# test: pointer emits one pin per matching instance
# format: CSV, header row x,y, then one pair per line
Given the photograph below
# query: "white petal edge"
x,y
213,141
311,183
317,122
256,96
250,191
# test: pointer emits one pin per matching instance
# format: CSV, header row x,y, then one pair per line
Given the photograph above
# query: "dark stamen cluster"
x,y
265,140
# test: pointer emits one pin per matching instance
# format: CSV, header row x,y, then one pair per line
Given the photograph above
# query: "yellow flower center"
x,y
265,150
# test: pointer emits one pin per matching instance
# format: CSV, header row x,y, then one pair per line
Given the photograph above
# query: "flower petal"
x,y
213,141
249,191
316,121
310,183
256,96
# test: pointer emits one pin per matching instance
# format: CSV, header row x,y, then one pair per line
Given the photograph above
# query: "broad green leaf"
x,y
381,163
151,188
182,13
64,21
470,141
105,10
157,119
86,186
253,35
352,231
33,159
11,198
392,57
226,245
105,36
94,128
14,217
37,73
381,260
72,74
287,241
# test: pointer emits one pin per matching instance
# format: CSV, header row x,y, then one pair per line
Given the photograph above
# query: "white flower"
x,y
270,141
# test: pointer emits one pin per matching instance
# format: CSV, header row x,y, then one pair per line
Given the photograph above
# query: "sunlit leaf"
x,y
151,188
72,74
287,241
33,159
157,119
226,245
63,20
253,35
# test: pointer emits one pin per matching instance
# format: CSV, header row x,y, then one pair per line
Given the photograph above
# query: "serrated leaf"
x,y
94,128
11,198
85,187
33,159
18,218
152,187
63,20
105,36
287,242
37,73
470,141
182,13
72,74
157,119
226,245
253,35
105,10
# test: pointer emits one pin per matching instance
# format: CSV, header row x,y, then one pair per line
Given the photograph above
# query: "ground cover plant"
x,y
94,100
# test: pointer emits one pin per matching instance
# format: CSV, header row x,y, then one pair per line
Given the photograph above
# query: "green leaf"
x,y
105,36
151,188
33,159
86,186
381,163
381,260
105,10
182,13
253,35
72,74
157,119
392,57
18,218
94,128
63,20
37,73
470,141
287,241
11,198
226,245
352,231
○ ○ ○ ○ ○ ○ ○
#### [Task prompt]
Set down the entries again, exactly as they stand above.

#### [Written solution]
# test: pointer emits one pin per matching instance
# format: CSV, header row x,y, then one pair per line
Given the photograph below
# query: "white petal edge"
x,y
213,141
311,183
317,122
256,96
250,191
# test: pointer emits one pin per matching instance
# format: CSV, header row x,y, then one pair per line
Given the photograph above
# query: "dark stamen cluster"
x,y
265,140
# test: pointer emits one pin per matching instance
# format: CSV, header row x,y, then one pair per line
Given the photograph above
# query: "yellow flower center"
x,y
265,150
# test: pointer emits one pin per matching instance
# format: CSV, header row x,y, then one pair per line
Given the photograph above
# query: "flower petal"
x,y
213,141
249,191
316,121
310,183
256,96
# test: pointer emits one pin per matching instance
# format: CSV, header row x,y, then one pair per line
Given the photograph above
# query: "broad green leaf"
x,y
381,163
151,188
182,13
64,21
470,141
105,10
157,119
86,186
253,35
352,231
33,159
11,198
392,57
226,245
105,36
94,128
14,217
37,73
381,260
72,74
287,241
# test: pointer emits one pin per matching instance
# format: CSV, header row x,y, then one pair per line
Given the photograph above
# query: "white flower"
x,y
270,141
# test: pointer emits one pin per matching instance
# format: CSV, header row x,y, then one pair per line
Given the photograph above
# query: "sunlit leaf"
x,y
151,188
72,74
287,241
33,159
157,119
226,245
63,20
253,35
# test: pointer emits one pin per matching instance
# format: CSV, header row x,y, then one pair per line
Given the photograph above
# query: "serrated leaf"
x,y
94,128
11,198
85,187
33,159
18,218
152,187
63,20
105,36
287,242
37,73
470,141
182,13
72,74
157,119
226,245
253,35
105,10
# test: pointer emits one pin per matching instance
# format: CSV, header row x,y, then one pair per line
Given the photograph above
# query: "ground cover plant"
x,y
94,100
# test: pointer emits one pin per matching instance
# format: CSV, header row x,y, then one pair per line
Given the photograph above
# query: "green leaf"
x,y
105,36
151,188
33,159
86,186
381,163
381,260
105,10
182,13
253,35
72,74
157,119
392,57
18,218
94,128
63,20
37,73
470,141
287,241
11,198
226,245
352,231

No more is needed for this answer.